**Document extract**

It is estimated that 700,000 people have left London since the pandemic began, that is enormous for a population of nearly 9 million but this is nothing we have not experienced before. Wild dramatization of a city on its knees does sell newspapers and certainly sends shockwaves across middle England but that is the world we live in, for now.
Since the beginning of time has London experienced numerous wipe-outs, from the ransacking of Roman ‘Londinium’ by the Celtic Queen Boudica in AD 63 to the Great fire of London of 1666, a population exodus, without the need for census has most likely occurred. Even with the luxury of a census we have seen post-war London experience 3 decades of population implosion circa 1960 onwards. This was an era where the British Empire was on the slippery slope and more practically suburbia was booming with built-from-scratch new towns; almost ironic by present day standards where middle England, for the most part, is satirised and seen as mere hum to London’s drum.
What I will say is that “the city” is not dead — however, I do agree the multitude of options, be it working from home or freelancing from a Ecuadorean beach has certainly reduced the half-life of London’s magnetism. The financial services gold rush has evidently began to stagnate with banks such as JP Morgan seeking to move 400 jobs to Paris for want of a better example. The premier league of aspiration now points online — those with a technical advantage now hold the master key to our future.

**Dataset records**
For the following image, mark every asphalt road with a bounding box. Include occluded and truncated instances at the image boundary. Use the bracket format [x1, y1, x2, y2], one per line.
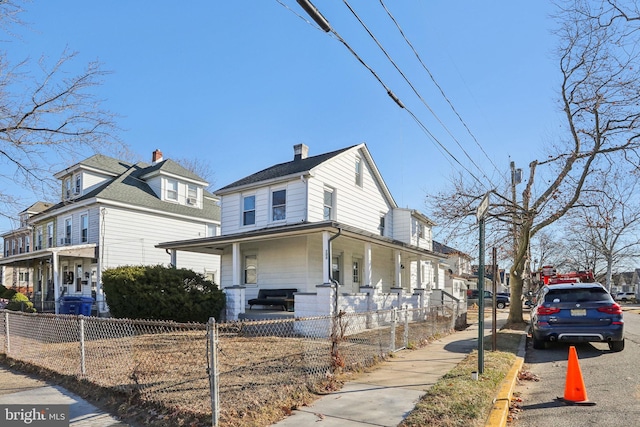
[511, 304, 640, 427]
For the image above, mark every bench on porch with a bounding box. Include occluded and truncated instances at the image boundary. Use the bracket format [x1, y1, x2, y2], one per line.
[248, 289, 298, 310]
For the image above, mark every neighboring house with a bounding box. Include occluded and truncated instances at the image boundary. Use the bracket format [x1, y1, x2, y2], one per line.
[158, 144, 445, 320]
[2, 202, 53, 296]
[0, 150, 220, 312]
[433, 241, 478, 298]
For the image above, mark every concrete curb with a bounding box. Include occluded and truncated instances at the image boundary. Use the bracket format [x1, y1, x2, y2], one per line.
[485, 327, 529, 427]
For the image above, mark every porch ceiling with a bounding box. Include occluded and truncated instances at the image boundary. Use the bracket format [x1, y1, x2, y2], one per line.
[0, 244, 97, 266]
[156, 221, 446, 259]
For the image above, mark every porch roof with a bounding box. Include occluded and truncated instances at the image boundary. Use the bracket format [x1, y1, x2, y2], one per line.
[156, 221, 446, 259]
[0, 243, 98, 266]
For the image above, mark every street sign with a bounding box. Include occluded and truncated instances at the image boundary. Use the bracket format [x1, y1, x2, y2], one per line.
[476, 192, 489, 221]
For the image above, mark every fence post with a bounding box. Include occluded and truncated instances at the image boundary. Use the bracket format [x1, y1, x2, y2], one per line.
[403, 307, 409, 348]
[4, 311, 11, 356]
[389, 307, 398, 351]
[207, 317, 220, 427]
[78, 314, 86, 375]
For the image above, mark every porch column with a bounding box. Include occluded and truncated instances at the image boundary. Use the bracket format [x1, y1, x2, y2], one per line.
[362, 243, 372, 287]
[393, 251, 402, 288]
[51, 252, 60, 314]
[231, 243, 241, 286]
[322, 231, 331, 283]
[416, 255, 424, 289]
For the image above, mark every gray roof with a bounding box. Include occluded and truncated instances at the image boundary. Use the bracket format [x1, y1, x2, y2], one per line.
[215, 145, 356, 193]
[43, 154, 220, 221]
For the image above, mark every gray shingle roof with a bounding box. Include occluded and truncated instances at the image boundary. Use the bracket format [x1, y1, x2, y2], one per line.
[215, 145, 356, 193]
[43, 155, 220, 221]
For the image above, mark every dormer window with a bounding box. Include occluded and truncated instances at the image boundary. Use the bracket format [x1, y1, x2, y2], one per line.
[271, 190, 287, 221]
[64, 177, 71, 199]
[355, 157, 362, 187]
[167, 179, 178, 202]
[187, 184, 198, 206]
[73, 174, 82, 194]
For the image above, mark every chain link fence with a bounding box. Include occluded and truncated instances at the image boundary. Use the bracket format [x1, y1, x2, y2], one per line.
[0, 304, 459, 426]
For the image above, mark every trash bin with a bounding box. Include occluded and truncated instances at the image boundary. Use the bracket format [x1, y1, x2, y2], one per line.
[60, 296, 93, 316]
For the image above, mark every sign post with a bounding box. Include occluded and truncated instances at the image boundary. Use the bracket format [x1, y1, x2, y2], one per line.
[476, 193, 489, 375]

**What to do**
Please copy everything in the passage on London's population from "Since the beginning" down to "to London’s drum.", word for word.

**Result**
Since the beginning of time has London experienced numerous wipe-outs, from the ransacking of Roman ‘Londinium’ by the Celtic Queen Boudica in AD 63 to the Great fire of London of 1666, a population exodus, without the need for census has most likely occurred. Even with the luxury of a census we have seen post-war London experience 3 decades of population implosion circa 1960 onwards. This was an era where the British Empire was on the slippery slope and more practically suburbia was booming with built-from-scratch new towns; almost ironic by present day standards where middle England, for the most part, is satirised and seen as mere hum to London’s drum.